EXCERPTED RECORDS -
□ □ □

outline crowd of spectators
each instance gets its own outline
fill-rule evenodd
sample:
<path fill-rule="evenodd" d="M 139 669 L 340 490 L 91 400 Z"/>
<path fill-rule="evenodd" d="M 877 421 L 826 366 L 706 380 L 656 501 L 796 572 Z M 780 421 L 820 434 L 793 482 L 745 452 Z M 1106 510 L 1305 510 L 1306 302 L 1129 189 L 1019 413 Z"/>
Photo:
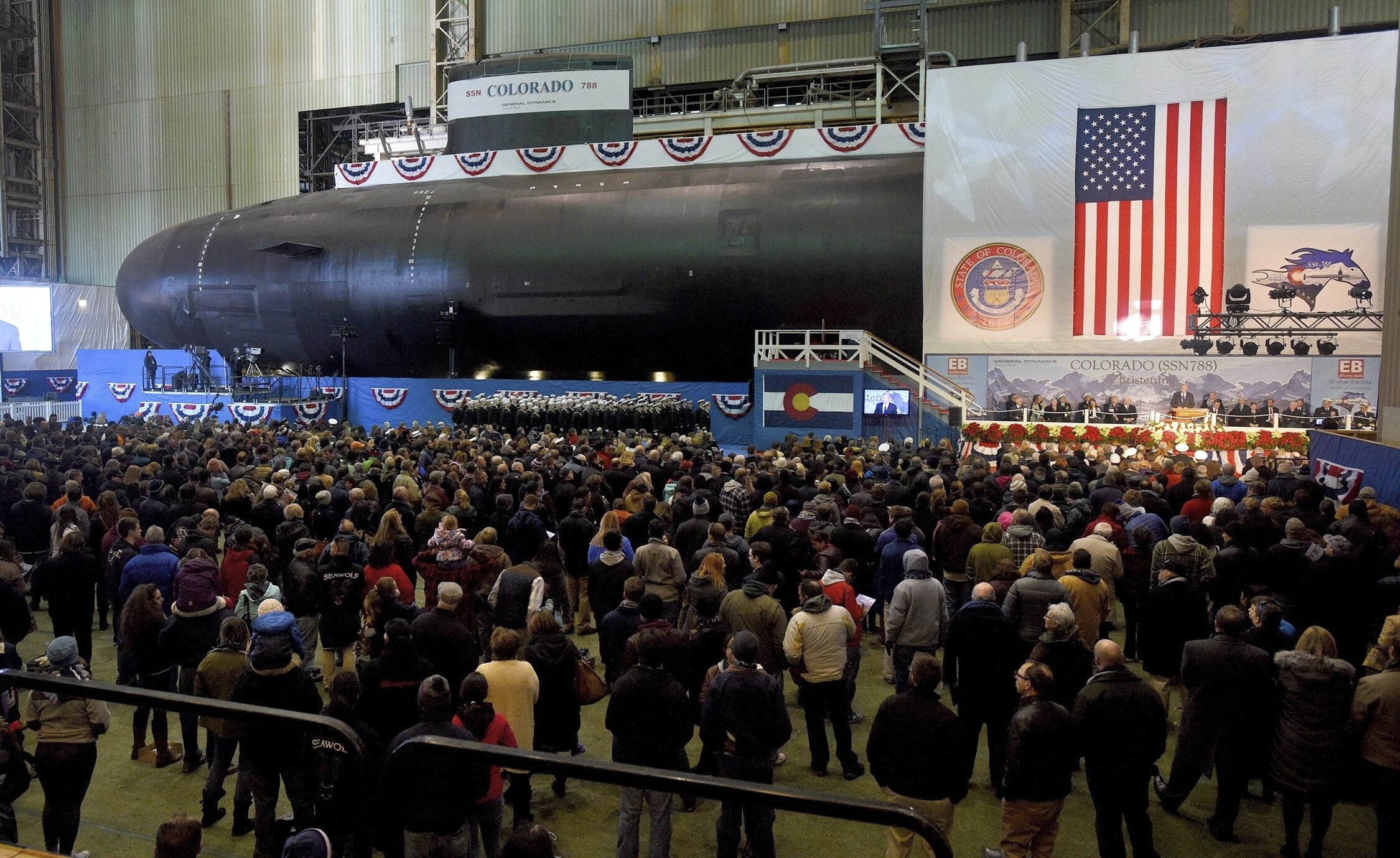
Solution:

□ □ □

EXERCISE AIM -
Copy every line of the entries above unchanged, leaving out the pictures.

EXERCISE ANSWER -
outline crowd of spectators
each instance gets its own outline
fill-rule evenodd
sample:
<path fill-rule="evenodd" d="M 139 669 L 340 490 L 91 400 Z"/>
<path fill-rule="evenodd" d="M 877 421 L 826 366 L 706 380 L 656 501 L 796 572 Z M 780 421 L 820 434 L 793 482 L 745 452 Z M 1106 510 L 1305 510 L 1306 302 L 1129 189 L 1019 413 Z"/>
Photo:
Solution:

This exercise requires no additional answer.